Excerpt:
◇ ◇ ◇ ◇ ◇ ◇ ◇

Princeton, Columbia Deans Aim to Educate With Talk on Israel, Palestine

In the “difficult conversation,” Amaney Jamal and Keren Yarhi-Milo said campuses are at a crossroads

Three speakers seated in chairs at the front of a full lecture hall

Amaney Jamal, dean of Princeton’s School of Public and International Affairs, foreground, joined Columbia University dean Keren Yarhi-Milo and President Christopher Eisgruber ’83 for a Nov. 28 event at Robertson Hall.

Denise Applewhite/Princeton University

Brett Tomlinson
By Brett Tomlinson

Published Dec. 1, 2023

4 min read

Amid a tumultuous semester of often polarized demonstrations by pro-Palestinian and pro-Israeli groups on college campuses, Amaney Jamal, the Palestinian American dean of Princeton’s School of Public and International Affairs, and Keren Yarhi-Milo, the Israeli American dean of Columbia’s School of International and Public Affairs, penned an Oct. 30 New York Times op-ed calling for universities to be centers of free speech and “hold difficult conversations without fear of retaliation.”  

This week, Jamal and Yarhi-Milo put some of their ideas into practice, discussing the current Israeli-Palestinian conflict, the history of diplomacy in the region, and the role universities can play in adding nuance to the discourse at a pair of public conversations, Nov. 28 at Princeton and Nov. 30 at Columbia.  

The Princeton talk, moderated by President Christopher Eisgruber ’83, drew about 200 people to Robertson Hall’s Arthur Lewis Auditorium and 465 more who watched via livestream. 

Yarhi-Milo, a former associate professor of politics and international affairs at Princeton, said that she and Jamal wrote the op-ed at a time when colleges seemed to have reached a crossroads.

◇ ◇ ◇ ◇ ◇ ◇ ◇

Record set:
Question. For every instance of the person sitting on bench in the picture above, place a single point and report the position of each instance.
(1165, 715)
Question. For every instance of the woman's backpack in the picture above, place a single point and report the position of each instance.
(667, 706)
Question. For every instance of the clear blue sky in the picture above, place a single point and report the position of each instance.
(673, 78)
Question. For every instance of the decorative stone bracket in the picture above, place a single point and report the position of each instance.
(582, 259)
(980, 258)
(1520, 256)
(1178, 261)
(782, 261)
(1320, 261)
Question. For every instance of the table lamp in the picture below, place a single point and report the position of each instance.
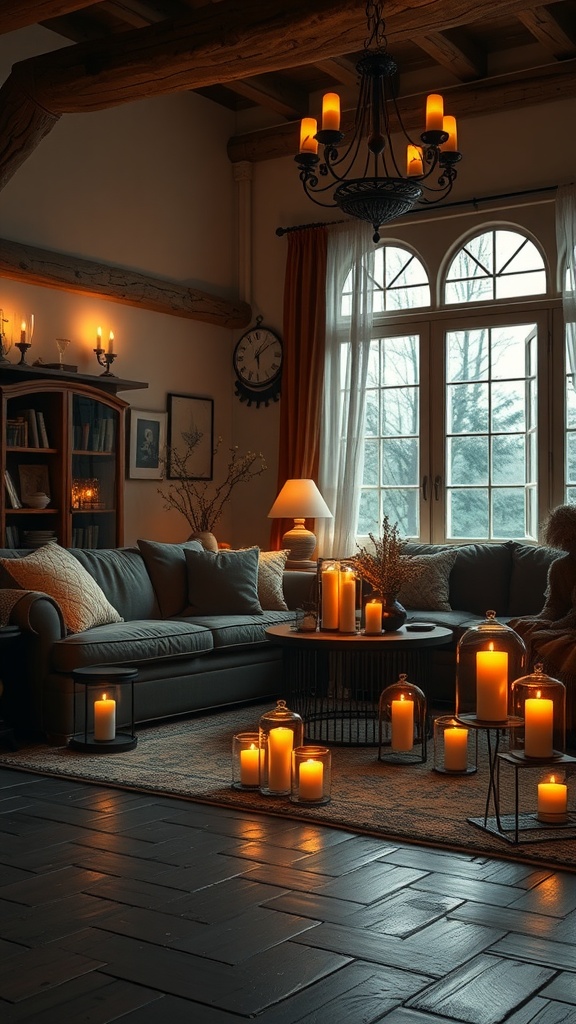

◇ ◇ ◇ ◇ ◇ ◇ ◇

Requirement 1:
Update the article on the deans' talk, starting with "Princeton, Columbia Deans" and going on through "at Robertson Hall.", with "campuses" changed to "universities" throughout that span.
Requirement 2:
Answer these questions using the article on the deans' talk.
(a) On what date did the New York Times publish the deans' op-ed?
(b) Who moderated the Princeton talk?
(c) How many people watched the Princeton talk via livestream?
The data comes from a separate source and is not part of the article.

Full output 1:
Princeton, Columbia Deans Aim to Educate With Talk on Israel, Palestine

In the “difficult conversation,” Amaney Jamal and Keren Yarhi-Milo said universities are at a crossroads

Three speakers seated in chairs at the front of a full lecture hall

Amaney Jamal, dean of Princeton’s School of Public and International Affairs, foreground, joined Columbia University dean Keren Yarhi-Milo and President Christopher Eisgruber ’83 for a Nov. 28 event at Robertson Hall.

Full output 2:
(a) Oct. 30
(b) President Christopher Eisgruber ’83
(c) 465